### INSTRUÇÕES
1. Localize nos registros todas as linhas que contêm a palavra "white" e transcreva-as integralmente.
2. Prossiga o texto sobre o positivismo e as ideias tecnocráticas a partir do ponto em que ele termina.

As ideias tecnocráticas emergem no século XX para disputarem as funções políticas tradicionalmente reservadas às ideologias e inscrevem-se numa lógica cientificista que o positivismo de oitocentos desenvolveu radicalmente no seio da sociedade francesa. Exaltando as prestações das ciências da natureza e procurando afeiçoar os seus métodos à análise da história, o positivismo reivindicou o monopólio do conhecimento em todas as áreas e julgou-se com legitimidade intelectual para definir o «ser» e o «dever ser» sociais.
Na escatologia comteana o positivismo contém a sugestão de um «governo de sociólogos» destinado a liderar até ao fim dos tempos e há quem vislumbre nesta fórmula ecos do «governo de sábios» platónico que também procurou colocar o «verdadeiro» conhecimento - a teoria das formas - ao leme da sociedade. De facto, definir e justificar um escol intelectual apto a desenvolver políticas desideologizadas foi um problema central na filosofia positiva e a ideia de um comando político monopolizado por elites científicas foi a solução lógica.

### REGISTROS DO CONJUNTO
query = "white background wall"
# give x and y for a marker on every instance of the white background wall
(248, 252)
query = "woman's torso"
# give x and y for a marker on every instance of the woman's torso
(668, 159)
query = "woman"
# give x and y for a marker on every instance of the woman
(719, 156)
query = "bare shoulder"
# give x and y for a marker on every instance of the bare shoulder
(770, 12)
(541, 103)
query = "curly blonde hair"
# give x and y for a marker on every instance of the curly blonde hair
...
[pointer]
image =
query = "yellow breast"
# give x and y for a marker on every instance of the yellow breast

### RESPOSTAS POR TAREFA
1.
query = "white background wall"
# give x and y for a marker on every instance of the white background wall

2.
O positivismo oitocentista não se limitou a conhecer os factos sociais interrogando a história. Foi mais longe, e assumiu-se como ciência normativa: partiu do «ser» para o «dever ser». As normas colhidas do entendimento que deu aos factos serviram para determinar instituições, sentimentos, objectivos sociais, atitudes morais e modelos de governação política conformes à sociedade industrial.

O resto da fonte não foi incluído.